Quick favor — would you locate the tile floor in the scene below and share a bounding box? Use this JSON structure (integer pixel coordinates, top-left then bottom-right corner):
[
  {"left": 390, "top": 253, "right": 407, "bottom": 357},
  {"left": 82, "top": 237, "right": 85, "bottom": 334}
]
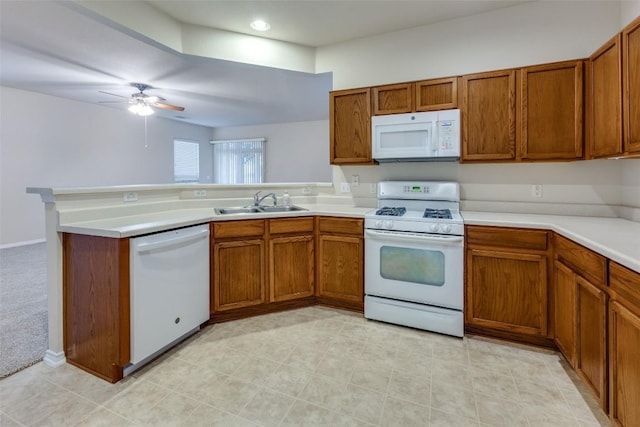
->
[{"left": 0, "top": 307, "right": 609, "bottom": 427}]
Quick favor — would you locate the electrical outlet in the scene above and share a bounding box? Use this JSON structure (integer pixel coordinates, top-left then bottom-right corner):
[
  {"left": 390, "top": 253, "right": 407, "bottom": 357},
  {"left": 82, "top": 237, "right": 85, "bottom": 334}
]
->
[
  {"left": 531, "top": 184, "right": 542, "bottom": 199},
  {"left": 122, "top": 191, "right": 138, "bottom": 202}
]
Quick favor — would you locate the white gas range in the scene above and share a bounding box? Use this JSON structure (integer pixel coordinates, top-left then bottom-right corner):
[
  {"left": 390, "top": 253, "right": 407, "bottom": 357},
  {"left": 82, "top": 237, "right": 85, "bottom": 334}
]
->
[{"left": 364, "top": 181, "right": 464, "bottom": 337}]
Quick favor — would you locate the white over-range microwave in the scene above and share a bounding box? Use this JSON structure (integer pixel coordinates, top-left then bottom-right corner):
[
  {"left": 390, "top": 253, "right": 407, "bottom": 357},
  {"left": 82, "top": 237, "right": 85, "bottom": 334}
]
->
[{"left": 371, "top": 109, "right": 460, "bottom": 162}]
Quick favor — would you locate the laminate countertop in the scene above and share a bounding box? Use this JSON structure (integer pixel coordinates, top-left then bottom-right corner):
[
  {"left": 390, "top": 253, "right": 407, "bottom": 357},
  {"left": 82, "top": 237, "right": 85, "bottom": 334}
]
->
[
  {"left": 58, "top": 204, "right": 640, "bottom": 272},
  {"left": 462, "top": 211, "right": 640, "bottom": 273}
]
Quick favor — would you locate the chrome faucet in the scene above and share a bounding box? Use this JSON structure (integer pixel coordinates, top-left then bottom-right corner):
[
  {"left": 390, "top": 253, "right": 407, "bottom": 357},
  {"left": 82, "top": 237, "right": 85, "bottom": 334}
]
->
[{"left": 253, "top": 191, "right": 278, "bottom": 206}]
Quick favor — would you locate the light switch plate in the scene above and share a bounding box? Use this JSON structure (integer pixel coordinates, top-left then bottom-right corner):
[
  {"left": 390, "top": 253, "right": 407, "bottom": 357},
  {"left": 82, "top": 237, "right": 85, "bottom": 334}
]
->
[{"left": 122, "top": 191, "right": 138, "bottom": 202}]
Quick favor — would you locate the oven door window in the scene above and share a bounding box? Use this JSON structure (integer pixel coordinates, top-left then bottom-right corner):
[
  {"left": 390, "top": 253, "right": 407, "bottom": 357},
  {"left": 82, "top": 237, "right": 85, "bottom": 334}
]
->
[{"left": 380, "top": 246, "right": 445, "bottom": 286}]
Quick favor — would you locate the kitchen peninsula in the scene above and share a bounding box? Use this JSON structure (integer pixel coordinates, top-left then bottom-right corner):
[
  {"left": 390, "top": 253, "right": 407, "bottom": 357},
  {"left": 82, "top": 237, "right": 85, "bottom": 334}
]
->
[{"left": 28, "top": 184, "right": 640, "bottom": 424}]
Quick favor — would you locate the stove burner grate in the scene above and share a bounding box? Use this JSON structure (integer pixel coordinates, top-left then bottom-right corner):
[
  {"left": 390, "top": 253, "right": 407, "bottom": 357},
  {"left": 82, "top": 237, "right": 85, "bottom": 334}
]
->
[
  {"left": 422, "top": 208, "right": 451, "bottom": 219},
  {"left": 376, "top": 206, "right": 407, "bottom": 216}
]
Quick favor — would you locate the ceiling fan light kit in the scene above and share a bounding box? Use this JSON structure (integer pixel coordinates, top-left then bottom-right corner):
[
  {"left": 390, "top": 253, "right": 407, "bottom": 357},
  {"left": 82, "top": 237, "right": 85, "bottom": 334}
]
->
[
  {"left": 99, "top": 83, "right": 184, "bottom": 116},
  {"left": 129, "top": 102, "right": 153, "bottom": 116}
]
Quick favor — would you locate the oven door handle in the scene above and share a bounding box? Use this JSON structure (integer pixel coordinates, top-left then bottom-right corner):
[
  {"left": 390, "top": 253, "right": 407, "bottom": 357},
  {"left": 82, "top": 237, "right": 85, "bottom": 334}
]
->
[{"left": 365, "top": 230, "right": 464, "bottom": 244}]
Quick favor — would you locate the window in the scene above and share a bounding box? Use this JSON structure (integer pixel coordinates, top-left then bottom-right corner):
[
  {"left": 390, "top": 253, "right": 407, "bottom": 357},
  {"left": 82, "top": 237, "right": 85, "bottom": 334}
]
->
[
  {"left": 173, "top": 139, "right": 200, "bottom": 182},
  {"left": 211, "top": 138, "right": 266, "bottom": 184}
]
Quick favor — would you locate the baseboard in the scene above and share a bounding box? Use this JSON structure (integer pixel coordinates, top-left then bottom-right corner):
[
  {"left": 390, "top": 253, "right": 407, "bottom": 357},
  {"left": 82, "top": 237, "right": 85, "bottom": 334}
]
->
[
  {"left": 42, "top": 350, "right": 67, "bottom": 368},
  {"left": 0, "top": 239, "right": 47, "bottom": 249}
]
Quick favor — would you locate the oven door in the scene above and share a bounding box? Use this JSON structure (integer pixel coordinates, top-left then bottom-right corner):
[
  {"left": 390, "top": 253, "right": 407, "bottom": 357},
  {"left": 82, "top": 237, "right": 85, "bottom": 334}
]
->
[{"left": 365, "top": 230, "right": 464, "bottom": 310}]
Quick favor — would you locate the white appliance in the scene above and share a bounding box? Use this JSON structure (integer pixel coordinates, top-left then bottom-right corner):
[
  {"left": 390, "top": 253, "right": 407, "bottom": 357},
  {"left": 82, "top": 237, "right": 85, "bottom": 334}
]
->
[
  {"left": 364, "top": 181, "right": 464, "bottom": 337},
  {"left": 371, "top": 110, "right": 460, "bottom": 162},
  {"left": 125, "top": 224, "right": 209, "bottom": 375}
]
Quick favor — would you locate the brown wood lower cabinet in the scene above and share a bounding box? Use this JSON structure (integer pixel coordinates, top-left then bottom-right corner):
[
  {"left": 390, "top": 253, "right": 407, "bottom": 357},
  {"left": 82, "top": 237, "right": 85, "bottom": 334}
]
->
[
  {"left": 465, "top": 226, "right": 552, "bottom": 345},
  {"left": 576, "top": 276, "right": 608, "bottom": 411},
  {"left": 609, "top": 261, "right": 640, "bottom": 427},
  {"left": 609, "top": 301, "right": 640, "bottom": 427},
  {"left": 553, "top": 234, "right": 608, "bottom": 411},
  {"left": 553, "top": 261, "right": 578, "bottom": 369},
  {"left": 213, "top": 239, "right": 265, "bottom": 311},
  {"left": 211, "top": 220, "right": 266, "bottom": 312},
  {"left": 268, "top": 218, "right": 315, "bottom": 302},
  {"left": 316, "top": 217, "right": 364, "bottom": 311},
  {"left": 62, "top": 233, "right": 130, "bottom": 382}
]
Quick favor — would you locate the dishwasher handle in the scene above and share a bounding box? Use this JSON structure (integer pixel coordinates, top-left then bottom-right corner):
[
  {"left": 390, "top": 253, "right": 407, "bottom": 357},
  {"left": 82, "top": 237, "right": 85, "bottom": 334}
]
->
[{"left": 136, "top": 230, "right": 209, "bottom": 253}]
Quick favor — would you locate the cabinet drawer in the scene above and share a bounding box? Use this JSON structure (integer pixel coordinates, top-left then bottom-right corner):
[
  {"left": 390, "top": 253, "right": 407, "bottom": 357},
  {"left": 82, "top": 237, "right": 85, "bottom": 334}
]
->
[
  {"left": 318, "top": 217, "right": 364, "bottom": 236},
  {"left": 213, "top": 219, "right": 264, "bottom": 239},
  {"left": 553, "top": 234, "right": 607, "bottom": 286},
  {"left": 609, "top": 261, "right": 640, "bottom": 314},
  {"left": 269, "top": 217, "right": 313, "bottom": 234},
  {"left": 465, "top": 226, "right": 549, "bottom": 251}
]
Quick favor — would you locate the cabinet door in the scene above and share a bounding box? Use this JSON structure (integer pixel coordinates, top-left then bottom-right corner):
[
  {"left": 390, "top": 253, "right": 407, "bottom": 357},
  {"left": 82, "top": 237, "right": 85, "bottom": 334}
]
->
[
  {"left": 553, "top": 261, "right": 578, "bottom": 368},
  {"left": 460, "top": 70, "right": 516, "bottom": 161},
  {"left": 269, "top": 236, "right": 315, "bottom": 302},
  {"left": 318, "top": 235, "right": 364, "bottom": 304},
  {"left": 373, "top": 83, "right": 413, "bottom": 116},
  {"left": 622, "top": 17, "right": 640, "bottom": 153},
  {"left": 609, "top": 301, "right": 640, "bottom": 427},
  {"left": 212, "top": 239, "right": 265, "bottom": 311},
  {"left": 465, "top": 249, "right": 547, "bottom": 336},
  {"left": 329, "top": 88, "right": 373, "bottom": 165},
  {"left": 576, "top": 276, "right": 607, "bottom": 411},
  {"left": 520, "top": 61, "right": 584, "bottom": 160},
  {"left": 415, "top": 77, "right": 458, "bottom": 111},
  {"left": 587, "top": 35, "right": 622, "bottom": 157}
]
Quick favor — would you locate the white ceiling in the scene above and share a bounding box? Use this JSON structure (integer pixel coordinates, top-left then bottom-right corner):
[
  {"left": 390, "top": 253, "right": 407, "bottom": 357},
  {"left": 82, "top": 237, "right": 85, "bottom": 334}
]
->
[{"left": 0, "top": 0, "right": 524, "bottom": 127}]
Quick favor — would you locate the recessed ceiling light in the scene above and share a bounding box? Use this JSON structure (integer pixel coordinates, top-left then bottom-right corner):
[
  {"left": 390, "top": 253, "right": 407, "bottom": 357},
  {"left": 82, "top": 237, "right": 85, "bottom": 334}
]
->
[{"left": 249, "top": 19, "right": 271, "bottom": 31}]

* * *

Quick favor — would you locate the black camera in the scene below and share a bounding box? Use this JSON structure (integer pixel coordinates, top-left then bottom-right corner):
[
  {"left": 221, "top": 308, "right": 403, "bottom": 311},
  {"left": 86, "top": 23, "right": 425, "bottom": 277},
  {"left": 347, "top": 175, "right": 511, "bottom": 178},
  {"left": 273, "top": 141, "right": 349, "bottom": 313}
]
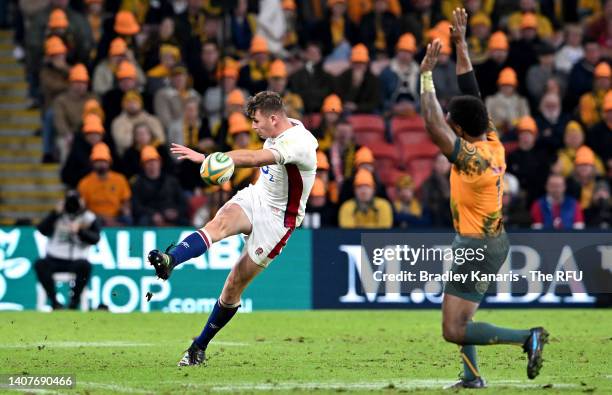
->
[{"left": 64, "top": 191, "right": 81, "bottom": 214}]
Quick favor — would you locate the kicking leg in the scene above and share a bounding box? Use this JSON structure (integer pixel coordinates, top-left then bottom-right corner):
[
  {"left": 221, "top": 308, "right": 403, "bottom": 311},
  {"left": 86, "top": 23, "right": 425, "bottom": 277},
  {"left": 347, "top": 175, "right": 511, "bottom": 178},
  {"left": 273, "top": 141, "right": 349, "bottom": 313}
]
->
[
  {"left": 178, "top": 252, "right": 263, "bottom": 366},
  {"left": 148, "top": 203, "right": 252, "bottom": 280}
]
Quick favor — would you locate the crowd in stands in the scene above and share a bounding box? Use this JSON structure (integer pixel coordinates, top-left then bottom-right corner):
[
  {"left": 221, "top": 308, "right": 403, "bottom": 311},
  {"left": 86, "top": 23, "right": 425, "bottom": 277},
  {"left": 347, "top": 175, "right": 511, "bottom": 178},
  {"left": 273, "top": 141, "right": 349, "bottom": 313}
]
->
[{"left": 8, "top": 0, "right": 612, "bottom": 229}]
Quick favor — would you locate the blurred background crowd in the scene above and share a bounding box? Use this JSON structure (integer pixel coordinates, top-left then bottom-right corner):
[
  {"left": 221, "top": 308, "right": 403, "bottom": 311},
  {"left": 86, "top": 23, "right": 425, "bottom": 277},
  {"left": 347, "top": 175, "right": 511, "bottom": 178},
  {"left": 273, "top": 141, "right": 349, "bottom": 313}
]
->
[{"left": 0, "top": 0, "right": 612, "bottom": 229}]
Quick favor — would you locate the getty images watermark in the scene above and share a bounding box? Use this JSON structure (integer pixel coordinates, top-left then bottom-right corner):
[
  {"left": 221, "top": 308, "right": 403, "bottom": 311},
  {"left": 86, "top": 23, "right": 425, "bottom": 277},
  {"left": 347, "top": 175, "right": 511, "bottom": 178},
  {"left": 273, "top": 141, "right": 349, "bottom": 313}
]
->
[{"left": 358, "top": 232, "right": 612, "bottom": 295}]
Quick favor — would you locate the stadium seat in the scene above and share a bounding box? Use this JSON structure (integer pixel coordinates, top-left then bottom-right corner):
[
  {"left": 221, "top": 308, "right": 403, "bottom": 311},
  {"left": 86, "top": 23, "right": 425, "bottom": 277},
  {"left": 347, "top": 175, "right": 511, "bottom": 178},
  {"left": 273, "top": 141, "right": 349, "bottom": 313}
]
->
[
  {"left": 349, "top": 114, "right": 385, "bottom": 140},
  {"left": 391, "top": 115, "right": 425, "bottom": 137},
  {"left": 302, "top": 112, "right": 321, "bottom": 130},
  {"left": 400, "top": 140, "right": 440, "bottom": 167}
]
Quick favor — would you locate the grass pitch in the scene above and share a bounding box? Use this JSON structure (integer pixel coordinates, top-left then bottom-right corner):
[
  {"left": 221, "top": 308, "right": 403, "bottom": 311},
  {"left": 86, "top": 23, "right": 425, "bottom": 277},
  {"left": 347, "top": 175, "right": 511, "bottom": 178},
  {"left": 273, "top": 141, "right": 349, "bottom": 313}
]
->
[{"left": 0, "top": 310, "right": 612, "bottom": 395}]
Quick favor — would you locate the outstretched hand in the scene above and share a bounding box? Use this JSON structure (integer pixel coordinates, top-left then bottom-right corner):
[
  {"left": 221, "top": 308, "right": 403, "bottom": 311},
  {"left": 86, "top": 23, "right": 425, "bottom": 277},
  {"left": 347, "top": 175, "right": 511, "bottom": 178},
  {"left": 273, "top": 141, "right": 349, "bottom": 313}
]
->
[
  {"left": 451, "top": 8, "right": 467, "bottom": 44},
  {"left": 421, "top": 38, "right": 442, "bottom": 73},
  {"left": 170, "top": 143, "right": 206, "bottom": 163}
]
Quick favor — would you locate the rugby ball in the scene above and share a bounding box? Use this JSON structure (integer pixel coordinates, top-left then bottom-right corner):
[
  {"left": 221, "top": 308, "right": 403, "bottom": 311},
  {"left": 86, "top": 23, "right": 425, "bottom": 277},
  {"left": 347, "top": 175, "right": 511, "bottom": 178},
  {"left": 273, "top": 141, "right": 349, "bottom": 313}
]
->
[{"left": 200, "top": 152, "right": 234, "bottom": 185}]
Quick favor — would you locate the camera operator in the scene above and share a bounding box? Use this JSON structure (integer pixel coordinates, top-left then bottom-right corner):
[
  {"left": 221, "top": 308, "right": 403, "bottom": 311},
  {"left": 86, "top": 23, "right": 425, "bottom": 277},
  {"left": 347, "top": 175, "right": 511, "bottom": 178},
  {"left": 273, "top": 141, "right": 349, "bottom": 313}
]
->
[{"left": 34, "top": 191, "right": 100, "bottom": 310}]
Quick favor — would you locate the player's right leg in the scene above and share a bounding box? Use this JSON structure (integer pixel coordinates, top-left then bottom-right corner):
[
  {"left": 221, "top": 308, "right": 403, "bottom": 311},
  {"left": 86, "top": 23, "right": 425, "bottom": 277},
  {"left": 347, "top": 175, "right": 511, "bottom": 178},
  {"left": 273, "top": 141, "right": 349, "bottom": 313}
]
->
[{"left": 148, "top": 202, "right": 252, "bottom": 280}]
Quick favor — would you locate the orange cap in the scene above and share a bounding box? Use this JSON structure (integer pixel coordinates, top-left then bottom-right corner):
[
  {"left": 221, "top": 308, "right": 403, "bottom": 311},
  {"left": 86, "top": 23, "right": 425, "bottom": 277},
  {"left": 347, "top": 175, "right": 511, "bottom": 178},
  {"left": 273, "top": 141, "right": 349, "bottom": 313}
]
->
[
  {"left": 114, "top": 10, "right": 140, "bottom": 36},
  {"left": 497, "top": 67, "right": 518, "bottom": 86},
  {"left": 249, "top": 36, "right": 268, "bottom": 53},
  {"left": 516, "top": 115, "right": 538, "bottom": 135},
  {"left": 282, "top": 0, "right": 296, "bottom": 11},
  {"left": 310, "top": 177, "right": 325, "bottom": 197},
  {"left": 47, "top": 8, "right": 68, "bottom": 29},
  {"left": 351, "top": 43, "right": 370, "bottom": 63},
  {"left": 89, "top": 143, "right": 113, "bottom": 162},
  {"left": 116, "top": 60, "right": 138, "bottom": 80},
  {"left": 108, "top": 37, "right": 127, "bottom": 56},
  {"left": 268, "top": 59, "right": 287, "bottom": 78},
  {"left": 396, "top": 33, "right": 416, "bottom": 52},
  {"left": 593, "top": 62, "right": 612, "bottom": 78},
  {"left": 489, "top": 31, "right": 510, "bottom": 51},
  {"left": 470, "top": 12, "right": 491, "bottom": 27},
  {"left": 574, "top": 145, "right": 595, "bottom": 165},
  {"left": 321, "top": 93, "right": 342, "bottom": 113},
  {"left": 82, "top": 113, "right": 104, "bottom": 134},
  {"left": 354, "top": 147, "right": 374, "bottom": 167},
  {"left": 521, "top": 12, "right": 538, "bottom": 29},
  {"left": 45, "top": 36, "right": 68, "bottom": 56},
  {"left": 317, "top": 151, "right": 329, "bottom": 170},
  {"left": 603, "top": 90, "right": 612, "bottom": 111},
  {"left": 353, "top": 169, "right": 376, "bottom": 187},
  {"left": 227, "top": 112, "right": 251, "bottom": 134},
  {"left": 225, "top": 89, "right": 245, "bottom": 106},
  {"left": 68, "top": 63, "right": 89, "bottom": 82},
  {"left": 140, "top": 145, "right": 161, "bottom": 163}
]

## SHORT EXERCISE
Select and copy each line of the material above that contains the word "ceiling".

## WORKED ANSWER
Quick favor — would you locate the ceiling fan light kit in the scene above and share a bounding box? Use this JSON structure (integer pixel coordinates, top-left then bottom-right corner):
Quick favor — would you locate the white ceiling in the scene above and share a bounding box? Use this JSON structure (integer pixel coordinates, top-left then bottom-right corner):
Quick favor — would you locate the recessed ceiling light in the scene above and share a bounding box? Use this JSON structure (integer pixel coordinates, top-left then bottom-right corner):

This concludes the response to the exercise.